[DOCUMENT SECTION]:
- - - - -
[TEXT] The Online Conversation Threads Repository (Slashdot, Barrapunto, Wikipedia talk)
List of results published directly linked with the projects co-funded by the Spanish Ministry of Economy and Competitiveness under the María de Maeztu Units of Excellence Program (MDM-2015-0502).
List of publications acknowledging the funding in Scopus.
The record for each publication will include access to postprints (following the Open Access policy of the program), as well as datasets and software used. Ongoing work with UPF Library and Informatics will improve the interface and automation of the retrieval of this information soon.
The MdM Strategic Research Program has its own community in Zenodo for material available in this repository as well as at the UPF e-repository
The Online Conversations Threads Repository. V. Gómez, A. Kaltenbrunner and D. Laniado
http://repositori.upf.edu/handle/10230/26270
This repository contains datasets with online conversation threads collected and analyzed by different researchers. Currently, you can find datsets from different news aggregators (Slashdot, Barrapunto) and the English Wikipedia talk pages. Slashdot conversations (Aug 2005 - Aug 2006) Online conversations generated at Slashdot during a year. Posts and comments published between August 26th, 2005 and August 31th, 2006. For each discussion thread: sub-domains, title, topics and hierarchical relations between comments. For each comment: user, date, score and textual content. This dataset is different from the Slashdot Zoo social network (it is not a signed network of users) contained in the SNAP repository and represents the full version of the dataset used in the CAW 2.0 - Content Analysis for the WEB 2.0 workshop for the WWW 2009 conference that can be found in several repositories such as Konect Barrapunto conversations (Jan 2005 - Dec 2008) Online conversations generated at Barrapunto (Spanish clone of Slashdot) during three years. For each discussion thread: sub-domains, title, topics and hierarchical relations between comments. For each comment: user, date, score and textual content Wikipedia (2001 - Mar 2010) Data from articles discussions (talk) pages of the English Wikipedia as of March 2010. It contains comments on about 870,000 articles (i.e. all articles which had a corresponding talk page with at least one comment), in total about 9.4 million comments. The oldest comments date back to as early as 2001.
- - - - -
[COLLECTED DATA]:
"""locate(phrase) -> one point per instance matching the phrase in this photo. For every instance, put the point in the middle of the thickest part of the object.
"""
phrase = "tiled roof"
- - - - -
[JOB 1]:
In the page about the online conversation threads repository, shorten the paragraph that begins "The record for each publication" while keeping its main facts.
[JOB 2]:
Extend the page about the online conversation threads repository, starting after its final sentence.

[FINAL RESULT 1]:
Each publication record will provide postprints, under the program's Open Access policy, along with the datasets and software used. Ongoing work with UPF Library and Informatics will soon improve the interface and automate retrieval of this information.

[FINAL RESULT 2]:
When using these data, please use the following references.
The datasets were first analyzed in:
[1] V. Gómez, A. Kaltenbrunner, V. López (2008). Statistical analysis of the social network and discussion threads in Slashdot. Proceedings of the 17th International World Wide Web Conference
[2] V. Gómez, H. J. Kappen, N. Litvak, A. Kaltenbrunner (2013). A likelihood-based framework for the analysis of discussion threads. World Wide Web 16(5-6):645-675 (arXiv version here)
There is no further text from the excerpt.